WHAT YOU SHOULD DO |
Output all the entries below. Each must match exactly.

SUPPLIED RECORDS |
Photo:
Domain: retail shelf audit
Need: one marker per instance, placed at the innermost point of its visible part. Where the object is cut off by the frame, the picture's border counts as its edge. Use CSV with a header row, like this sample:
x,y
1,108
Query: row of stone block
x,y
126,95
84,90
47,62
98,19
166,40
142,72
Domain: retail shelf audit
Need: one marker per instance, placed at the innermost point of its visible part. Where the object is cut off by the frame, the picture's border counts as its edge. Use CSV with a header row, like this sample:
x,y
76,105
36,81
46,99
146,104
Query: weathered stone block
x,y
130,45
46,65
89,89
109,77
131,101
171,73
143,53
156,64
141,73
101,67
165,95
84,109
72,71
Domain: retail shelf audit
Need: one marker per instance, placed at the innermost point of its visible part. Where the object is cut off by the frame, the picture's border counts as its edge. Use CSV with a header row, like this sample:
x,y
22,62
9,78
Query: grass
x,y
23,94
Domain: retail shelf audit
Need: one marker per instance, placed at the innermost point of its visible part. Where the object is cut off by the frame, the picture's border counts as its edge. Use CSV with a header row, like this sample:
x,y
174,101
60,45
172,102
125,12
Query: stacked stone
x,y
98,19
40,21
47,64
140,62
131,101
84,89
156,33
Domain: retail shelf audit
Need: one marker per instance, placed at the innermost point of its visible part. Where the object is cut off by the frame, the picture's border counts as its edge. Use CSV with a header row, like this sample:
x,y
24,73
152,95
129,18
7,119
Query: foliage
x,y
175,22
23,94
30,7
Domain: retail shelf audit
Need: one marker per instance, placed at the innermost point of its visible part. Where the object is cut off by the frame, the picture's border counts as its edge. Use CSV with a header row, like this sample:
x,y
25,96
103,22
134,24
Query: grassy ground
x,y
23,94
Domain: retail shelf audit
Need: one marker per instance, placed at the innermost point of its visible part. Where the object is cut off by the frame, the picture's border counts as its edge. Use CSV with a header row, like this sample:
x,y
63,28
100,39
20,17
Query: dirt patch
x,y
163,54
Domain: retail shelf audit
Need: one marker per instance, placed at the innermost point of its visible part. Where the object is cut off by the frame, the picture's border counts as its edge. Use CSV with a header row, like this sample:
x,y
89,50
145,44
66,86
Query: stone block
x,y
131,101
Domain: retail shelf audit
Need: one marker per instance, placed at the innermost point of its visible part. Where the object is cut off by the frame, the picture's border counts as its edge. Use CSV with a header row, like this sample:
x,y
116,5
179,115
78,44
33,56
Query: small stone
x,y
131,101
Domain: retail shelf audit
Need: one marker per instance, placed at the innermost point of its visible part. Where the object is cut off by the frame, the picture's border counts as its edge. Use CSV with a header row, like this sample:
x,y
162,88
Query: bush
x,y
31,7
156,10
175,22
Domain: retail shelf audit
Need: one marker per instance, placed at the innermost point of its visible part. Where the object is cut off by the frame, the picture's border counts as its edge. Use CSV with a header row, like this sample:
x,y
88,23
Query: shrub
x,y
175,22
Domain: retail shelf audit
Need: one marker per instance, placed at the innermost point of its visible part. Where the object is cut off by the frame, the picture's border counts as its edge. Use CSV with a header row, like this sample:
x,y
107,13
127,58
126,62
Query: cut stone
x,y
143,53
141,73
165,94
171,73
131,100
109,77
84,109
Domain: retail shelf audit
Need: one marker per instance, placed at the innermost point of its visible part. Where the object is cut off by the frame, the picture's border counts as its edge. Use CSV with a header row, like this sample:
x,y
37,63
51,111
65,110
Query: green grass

WRITTEN RESPONSE |
Photo:
Domain: retail shelf audit
Need: one marker per instance, placed at the innermost point of its visible part. Where the object is cut off by the frame, the picture's border counts as its edge. Use CSV with a header row, like this sample:
x,y
1,108
Query: row of stone block
x,y
126,95
84,90
47,62
98,19
166,40
142,72
Domain: retail shelf audit
Need: one marker per instance, placed at the innermost point of its visible part. Where the object is cut off by the frame, the picture's border counts as its edge. Use CSV with a header row, like this sample:
x,y
76,105
36,81
46,99
146,104
Query: weathered stone block
x,y
130,45
46,65
89,89
109,77
131,101
171,73
143,53
156,64
141,73
101,67
165,95
84,109
72,71
Domain: retail shelf audit
Need: one marker per instance, placed at the innermost point of its visible part. Where the object is cut off by the frame, the picture's border counts as its edge. Use CSV with a header row, like this sample:
x,y
22,62
9,78
Query: grass
x,y
23,94
Domain: retail shelf audit
Need: one marker per instance, placed at the innermost point of its visible part. Where the object is cut off by the frame, the picture's border counts as its edge. Use CSV with a header row, like this sample:
x,y
174,101
60,45
172,102
125,12
Query: stacked stone
x,y
98,19
40,21
47,64
140,62
131,101
84,89
156,33
Domain: retail shelf audit
Need: one marker per instance, placed at the innermost point of its visible part. Where the object is cut off by the frame, the picture's border counts as its edge. Use CSV with a header row, like this sample:
x,y
24,73
152,95
129,18
7,119
Query: foliage
x,y
175,22
23,94
30,7
Domain: retail shelf audit
Need: one marker per instance, placed at the innermost point of its visible part. Where the object is cut off by the frame, the picture's border counts as its edge. Use CSV with a header row, like this sample:
x,y
25,96
103,22
134,24
Query: grassy ground
x,y
23,94
Domain: retail shelf audit
Need: one marker per instance, placed at the innermost point of its visible part. Where the object is cut off by the frame, the picture's border counts as its edge. Use CSV with a header row, like this sample:
x,y
63,28
100,39
20,17
Query: dirt patch
x,y
163,54
Domain: retail shelf audit
Need: one marker per instance, placed at the innermost point of its visible part. Where the object is cut off by the frame, the picture's border counts as its edge. Use CSV with a header row, like this sample:
x,y
89,50
145,44
66,86
Query: stone block
x,y
131,101
Domain: retail shelf audit
Need: one marker per instance, placed at the innermost point of its visible part. Where the object is cut off by the frame, the picture's border counts as its edge. Use CSV with a header row, like this sample:
x,y
116,5
179,115
78,44
33,56
Query: small stone
x,y
131,101
Domain: retail shelf audit
Need: one marker per instance, placed at the innermost point of its visible part. Where the object is cut off by the frame, the picture's border counts as its edge. Use CSV with a header row, like this sample:
x,y
162,88
Query: bush
x,y
31,7
156,10
175,22
Domain: retail shelf audit
Need: one marker per instance, placed at the innermost point of its visible part. Where the object is cut off by the frame, the picture's border counts as its edge. Use CSV with a header row, like this sample:
x,y
88,23
Query: shrub
x,y
175,22
Domain: retail shelf audit
Need: one marker per instance, placed at the innermost point of its visible part. Where the object is cut off by the frame, the picture's border counts as its edge. Use CSV with a header row, like this sample:
x,y
107,13
127,58
126,62
Query: cut stone
x,y
143,53
141,73
165,94
171,73
131,100
109,77
84,109
Domain: retail shelf audit
Need: one marker per instance, placed at the innermost point of its visible part. Where the object is cut off by the frame, the picture's border counts as its edge. Use CSV with a header row, like this sample:
x,y
37,63
51,111
65,110
Query: green grass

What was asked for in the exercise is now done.